Referring expression data:
= Beginning of Section =

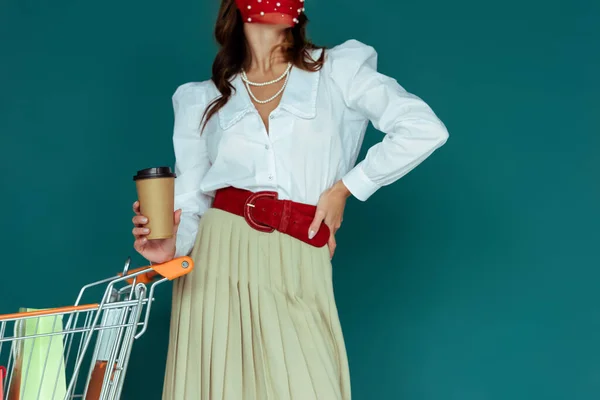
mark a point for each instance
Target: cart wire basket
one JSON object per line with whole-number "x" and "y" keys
{"x": 81, "y": 351}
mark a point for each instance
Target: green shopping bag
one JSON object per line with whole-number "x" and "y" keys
{"x": 39, "y": 372}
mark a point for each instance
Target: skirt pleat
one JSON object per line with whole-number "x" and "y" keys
{"x": 255, "y": 320}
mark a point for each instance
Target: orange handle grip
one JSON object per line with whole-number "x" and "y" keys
{"x": 173, "y": 269}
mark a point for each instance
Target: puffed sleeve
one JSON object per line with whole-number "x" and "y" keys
{"x": 412, "y": 130}
{"x": 191, "y": 163}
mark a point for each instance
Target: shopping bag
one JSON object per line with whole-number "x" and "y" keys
{"x": 39, "y": 368}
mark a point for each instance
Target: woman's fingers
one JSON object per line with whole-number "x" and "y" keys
{"x": 140, "y": 231}
{"x": 332, "y": 245}
{"x": 176, "y": 220}
{"x": 139, "y": 220}
{"x": 139, "y": 244}
{"x": 136, "y": 207}
{"x": 316, "y": 224}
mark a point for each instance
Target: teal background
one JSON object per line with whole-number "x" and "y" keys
{"x": 475, "y": 277}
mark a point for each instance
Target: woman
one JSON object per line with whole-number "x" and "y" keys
{"x": 265, "y": 155}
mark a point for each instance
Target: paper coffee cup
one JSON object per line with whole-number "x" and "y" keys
{"x": 156, "y": 194}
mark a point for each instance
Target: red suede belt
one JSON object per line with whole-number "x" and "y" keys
{"x": 264, "y": 212}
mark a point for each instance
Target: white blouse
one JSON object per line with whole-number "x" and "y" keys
{"x": 314, "y": 138}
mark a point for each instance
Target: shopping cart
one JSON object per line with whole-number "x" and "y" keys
{"x": 81, "y": 351}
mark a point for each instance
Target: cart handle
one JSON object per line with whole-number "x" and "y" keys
{"x": 173, "y": 269}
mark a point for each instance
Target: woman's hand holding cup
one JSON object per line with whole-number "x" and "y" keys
{"x": 153, "y": 250}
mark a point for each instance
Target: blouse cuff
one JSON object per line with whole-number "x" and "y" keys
{"x": 183, "y": 247}
{"x": 359, "y": 184}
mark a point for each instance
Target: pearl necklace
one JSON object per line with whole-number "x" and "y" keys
{"x": 248, "y": 83}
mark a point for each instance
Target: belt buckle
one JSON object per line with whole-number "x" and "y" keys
{"x": 250, "y": 204}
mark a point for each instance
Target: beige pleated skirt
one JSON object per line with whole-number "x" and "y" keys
{"x": 255, "y": 320}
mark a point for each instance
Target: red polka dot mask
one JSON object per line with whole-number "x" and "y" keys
{"x": 271, "y": 11}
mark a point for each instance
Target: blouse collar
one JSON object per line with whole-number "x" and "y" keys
{"x": 299, "y": 98}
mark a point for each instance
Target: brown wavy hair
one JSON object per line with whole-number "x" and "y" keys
{"x": 233, "y": 54}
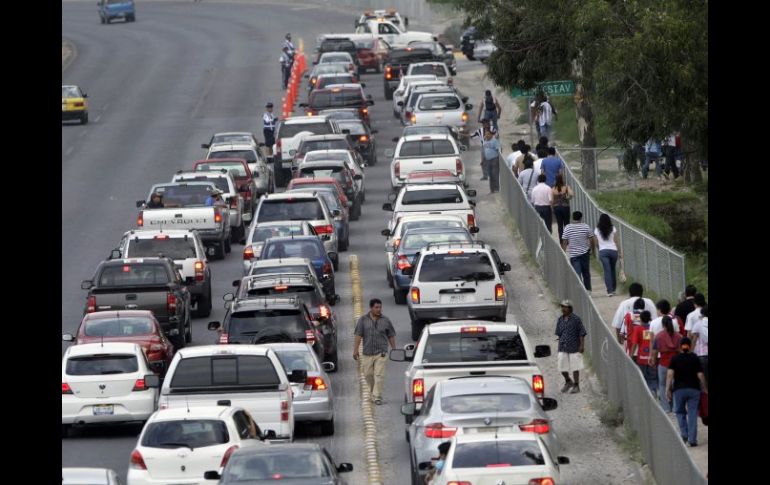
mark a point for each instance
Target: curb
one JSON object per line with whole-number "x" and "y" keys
{"x": 371, "y": 452}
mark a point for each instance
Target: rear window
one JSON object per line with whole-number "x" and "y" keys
{"x": 134, "y": 275}
{"x": 434, "y": 196}
{"x": 436, "y": 103}
{"x": 497, "y": 453}
{"x": 291, "y": 130}
{"x": 290, "y": 210}
{"x": 485, "y": 403}
{"x": 224, "y": 370}
{"x": 118, "y": 327}
{"x": 462, "y": 266}
{"x": 176, "y": 248}
{"x": 192, "y": 433}
{"x": 99, "y": 365}
{"x": 473, "y": 347}
{"x": 426, "y": 148}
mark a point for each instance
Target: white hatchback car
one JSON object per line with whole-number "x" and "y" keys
{"x": 105, "y": 383}
{"x": 179, "y": 445}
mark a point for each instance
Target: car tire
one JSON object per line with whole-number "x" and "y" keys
{"x": 327, "y": 427}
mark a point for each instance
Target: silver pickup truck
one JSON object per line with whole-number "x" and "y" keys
{"x": 184, "y": 205}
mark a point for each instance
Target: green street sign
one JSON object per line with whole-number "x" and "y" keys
{"x": 551, "y": 88}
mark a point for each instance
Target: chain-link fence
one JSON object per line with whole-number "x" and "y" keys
{"x": 661, "y": 445}
{"x": 646, "y": 260}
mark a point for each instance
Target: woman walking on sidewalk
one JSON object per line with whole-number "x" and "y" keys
{"x": 607, "y": 237}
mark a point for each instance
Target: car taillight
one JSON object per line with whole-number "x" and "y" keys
{"x": 227, "y": 454}
{"x": 137, "y": 461}
{"x": 91, "y": 304}
{"x": 539, "y": 426}
{"x": 315, "y": 384}
{"x": 418, "y": 389}
{"x": 538, "y": 385}
{"x": 438, "y": 430}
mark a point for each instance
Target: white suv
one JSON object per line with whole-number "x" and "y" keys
{"x": 456, "y": 281}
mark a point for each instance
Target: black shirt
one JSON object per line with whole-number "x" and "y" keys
{"x": 686, "y": 367}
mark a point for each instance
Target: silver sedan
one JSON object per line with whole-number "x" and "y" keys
{"x": 469, "y": 405}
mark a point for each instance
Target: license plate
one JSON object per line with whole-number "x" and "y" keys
{"x": 104, "y": 410}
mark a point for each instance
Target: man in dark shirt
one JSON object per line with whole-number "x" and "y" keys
{"x": 685, "y": 380}
{"x": 570, "y": 330}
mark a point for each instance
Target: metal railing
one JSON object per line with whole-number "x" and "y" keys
{"x": 660, "y": 442}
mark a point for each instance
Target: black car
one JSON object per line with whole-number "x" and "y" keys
{"x": 295, "y": 463}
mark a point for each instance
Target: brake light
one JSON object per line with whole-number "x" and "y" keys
{"x": 539, "y": 426}
{"x": 315, "y": 384}
{"x": 137, "y": 462}
{"x": 538, "y": 385}
{"x": 418, "y": 389}
{"x": 227, "y": 454}
{"x": 91, "y": 304}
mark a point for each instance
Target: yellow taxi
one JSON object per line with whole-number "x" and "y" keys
{"x": 73, "y": 104}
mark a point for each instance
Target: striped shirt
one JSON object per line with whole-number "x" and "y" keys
{"x": 578, "y": 237}
{"x": 374, "y": 333}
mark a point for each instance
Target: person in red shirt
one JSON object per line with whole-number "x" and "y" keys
{"x": 641, "y": 348}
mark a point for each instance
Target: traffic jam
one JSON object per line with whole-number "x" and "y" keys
{"x": 474, "y": 407}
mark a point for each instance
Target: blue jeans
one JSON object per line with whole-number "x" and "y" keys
{"x": 581, "y": 265}
{"x": 609, "y": 257}
{"x": 688, "y": 420}
{"x": 662, "y": 388}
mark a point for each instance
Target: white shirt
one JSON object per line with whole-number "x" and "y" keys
{"x": 542, "y": 195}
{"x": 606, "y": 243}
{"x": 627, "y": 306}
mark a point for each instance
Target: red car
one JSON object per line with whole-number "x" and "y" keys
{"x": 132, "y": 326}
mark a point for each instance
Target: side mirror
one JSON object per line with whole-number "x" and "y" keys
{"x": 549, "y": 404}
{"x": 542, "y": 351}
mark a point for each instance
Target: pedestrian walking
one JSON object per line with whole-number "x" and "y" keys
{"x": 268, "y": 128}
{"x": 580, "y": 240}
{"x": 609, "y": 251}
{"x": 635, "y": 291}
{"x": 571, "y": 334}
{"x": 562, "y": 193}
{"x": 665, "y": 346}
{"x": 641, "y": 348}
{"x": 684, "y": 382}
{"x": 376, "y": 331}
{"x": 542, "y": 198}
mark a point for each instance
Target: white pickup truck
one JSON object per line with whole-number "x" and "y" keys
{"x": 425, "y": 152}
{"x": 184, "y": 207}
{"x": 468, "y": 348}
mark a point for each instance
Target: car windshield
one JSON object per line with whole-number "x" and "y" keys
{"x": 133, "y": 275}
{"x": 174, "y": 248}
{"x": 473, "y": 347}
{"x": 101, "y": 364}
{"x": 485, "y": 403}
{"x": 118, "y": 327}
{"x": 185, "y": 433}
{"x": 290, "y": 210}
{"x": 497, "y": 454}
{"x": 426, "y": 148}
{"x": 457, "y": 265}
{"x": 432, "y": 196}
{"x": 292, "y": 249}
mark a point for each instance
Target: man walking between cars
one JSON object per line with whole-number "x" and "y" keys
{"x": 376, "y": 331}
{"x": 571, "y": 333}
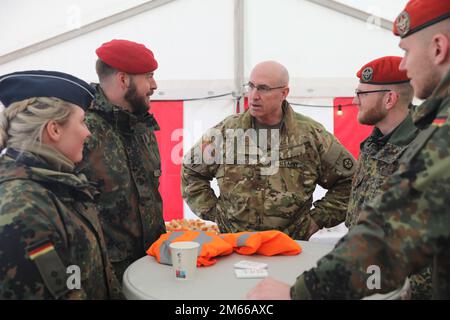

= End of Section =

Work instruction ▸
Scan the records for the string "black" and show every line that contains it.

Exercise answer ▸
Target: black shirt
Target: black car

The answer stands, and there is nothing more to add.